• TASK STATEMENT: Select every line of the records below that contains the word "badge", matching case exactly, and copy each one.

+ + + + +

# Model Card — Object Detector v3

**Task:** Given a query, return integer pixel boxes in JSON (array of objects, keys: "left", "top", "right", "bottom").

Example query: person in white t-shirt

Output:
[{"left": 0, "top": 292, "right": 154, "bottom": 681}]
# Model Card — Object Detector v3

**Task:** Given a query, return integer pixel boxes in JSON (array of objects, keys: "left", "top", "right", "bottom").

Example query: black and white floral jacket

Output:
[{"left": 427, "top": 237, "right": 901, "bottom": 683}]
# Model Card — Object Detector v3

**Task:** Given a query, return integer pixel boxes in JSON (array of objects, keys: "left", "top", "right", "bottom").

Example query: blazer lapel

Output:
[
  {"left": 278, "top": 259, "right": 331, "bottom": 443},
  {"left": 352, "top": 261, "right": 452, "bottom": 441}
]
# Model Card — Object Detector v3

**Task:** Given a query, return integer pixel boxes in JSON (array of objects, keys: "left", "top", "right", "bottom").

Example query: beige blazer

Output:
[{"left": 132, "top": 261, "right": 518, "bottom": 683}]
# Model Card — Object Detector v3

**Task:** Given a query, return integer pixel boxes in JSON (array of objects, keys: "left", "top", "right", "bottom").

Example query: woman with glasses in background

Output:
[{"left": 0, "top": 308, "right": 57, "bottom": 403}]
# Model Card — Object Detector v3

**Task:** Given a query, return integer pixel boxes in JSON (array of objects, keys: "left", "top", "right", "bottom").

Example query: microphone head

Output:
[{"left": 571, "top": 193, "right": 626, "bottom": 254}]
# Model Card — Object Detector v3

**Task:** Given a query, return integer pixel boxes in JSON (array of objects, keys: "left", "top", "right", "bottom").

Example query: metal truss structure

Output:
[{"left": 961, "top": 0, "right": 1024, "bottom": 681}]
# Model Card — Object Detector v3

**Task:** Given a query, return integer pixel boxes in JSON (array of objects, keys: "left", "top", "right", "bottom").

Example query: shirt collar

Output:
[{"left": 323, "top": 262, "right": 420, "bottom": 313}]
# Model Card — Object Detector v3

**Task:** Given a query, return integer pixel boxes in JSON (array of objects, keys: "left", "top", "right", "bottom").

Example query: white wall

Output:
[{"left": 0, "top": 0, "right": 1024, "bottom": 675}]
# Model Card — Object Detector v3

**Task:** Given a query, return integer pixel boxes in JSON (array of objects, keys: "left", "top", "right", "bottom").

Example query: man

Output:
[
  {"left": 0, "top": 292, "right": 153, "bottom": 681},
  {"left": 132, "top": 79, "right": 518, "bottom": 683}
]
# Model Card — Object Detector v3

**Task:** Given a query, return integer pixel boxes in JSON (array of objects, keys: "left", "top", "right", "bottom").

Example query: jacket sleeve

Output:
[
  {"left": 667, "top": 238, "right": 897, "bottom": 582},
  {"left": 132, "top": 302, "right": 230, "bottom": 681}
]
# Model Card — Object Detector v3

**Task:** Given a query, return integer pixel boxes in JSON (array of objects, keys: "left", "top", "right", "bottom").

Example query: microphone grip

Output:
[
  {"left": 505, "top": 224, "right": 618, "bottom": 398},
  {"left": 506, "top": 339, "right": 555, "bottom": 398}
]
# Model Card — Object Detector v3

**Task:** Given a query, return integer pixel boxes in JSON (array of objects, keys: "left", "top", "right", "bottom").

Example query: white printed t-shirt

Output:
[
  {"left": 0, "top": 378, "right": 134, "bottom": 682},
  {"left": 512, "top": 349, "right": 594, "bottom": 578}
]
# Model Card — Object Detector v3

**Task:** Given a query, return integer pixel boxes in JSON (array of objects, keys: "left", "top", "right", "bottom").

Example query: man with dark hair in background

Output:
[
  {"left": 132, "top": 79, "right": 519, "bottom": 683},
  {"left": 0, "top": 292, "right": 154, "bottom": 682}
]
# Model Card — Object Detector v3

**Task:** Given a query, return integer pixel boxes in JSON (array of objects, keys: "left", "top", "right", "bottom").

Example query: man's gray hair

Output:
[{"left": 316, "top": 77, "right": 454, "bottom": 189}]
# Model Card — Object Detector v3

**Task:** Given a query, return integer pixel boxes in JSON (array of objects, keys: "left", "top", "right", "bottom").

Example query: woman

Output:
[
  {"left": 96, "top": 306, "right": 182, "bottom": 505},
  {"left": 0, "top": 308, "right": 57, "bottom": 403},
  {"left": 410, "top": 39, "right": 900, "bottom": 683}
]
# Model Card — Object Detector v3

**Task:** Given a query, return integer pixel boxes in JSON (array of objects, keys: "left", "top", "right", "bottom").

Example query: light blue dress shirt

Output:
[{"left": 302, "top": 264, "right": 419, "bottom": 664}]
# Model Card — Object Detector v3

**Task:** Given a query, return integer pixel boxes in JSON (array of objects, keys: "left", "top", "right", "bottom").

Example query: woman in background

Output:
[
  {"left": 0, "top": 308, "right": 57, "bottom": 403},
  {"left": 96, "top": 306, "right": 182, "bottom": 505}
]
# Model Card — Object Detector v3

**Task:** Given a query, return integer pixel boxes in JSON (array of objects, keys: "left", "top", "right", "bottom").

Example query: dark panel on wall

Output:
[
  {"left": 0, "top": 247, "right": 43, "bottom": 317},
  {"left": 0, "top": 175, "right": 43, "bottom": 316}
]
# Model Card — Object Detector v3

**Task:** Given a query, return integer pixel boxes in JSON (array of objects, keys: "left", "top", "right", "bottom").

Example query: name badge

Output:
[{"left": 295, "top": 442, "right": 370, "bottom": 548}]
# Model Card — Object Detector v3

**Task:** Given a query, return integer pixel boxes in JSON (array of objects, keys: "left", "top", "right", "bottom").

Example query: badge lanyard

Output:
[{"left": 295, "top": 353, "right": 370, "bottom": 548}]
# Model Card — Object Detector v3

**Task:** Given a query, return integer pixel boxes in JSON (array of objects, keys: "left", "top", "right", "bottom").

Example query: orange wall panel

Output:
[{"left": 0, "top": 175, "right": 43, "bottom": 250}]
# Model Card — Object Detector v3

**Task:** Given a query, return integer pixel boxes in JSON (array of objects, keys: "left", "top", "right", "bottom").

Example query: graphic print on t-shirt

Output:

+ + + + +

• CORRECT RESULT:
Example query: name badge
Example query: badge lanyard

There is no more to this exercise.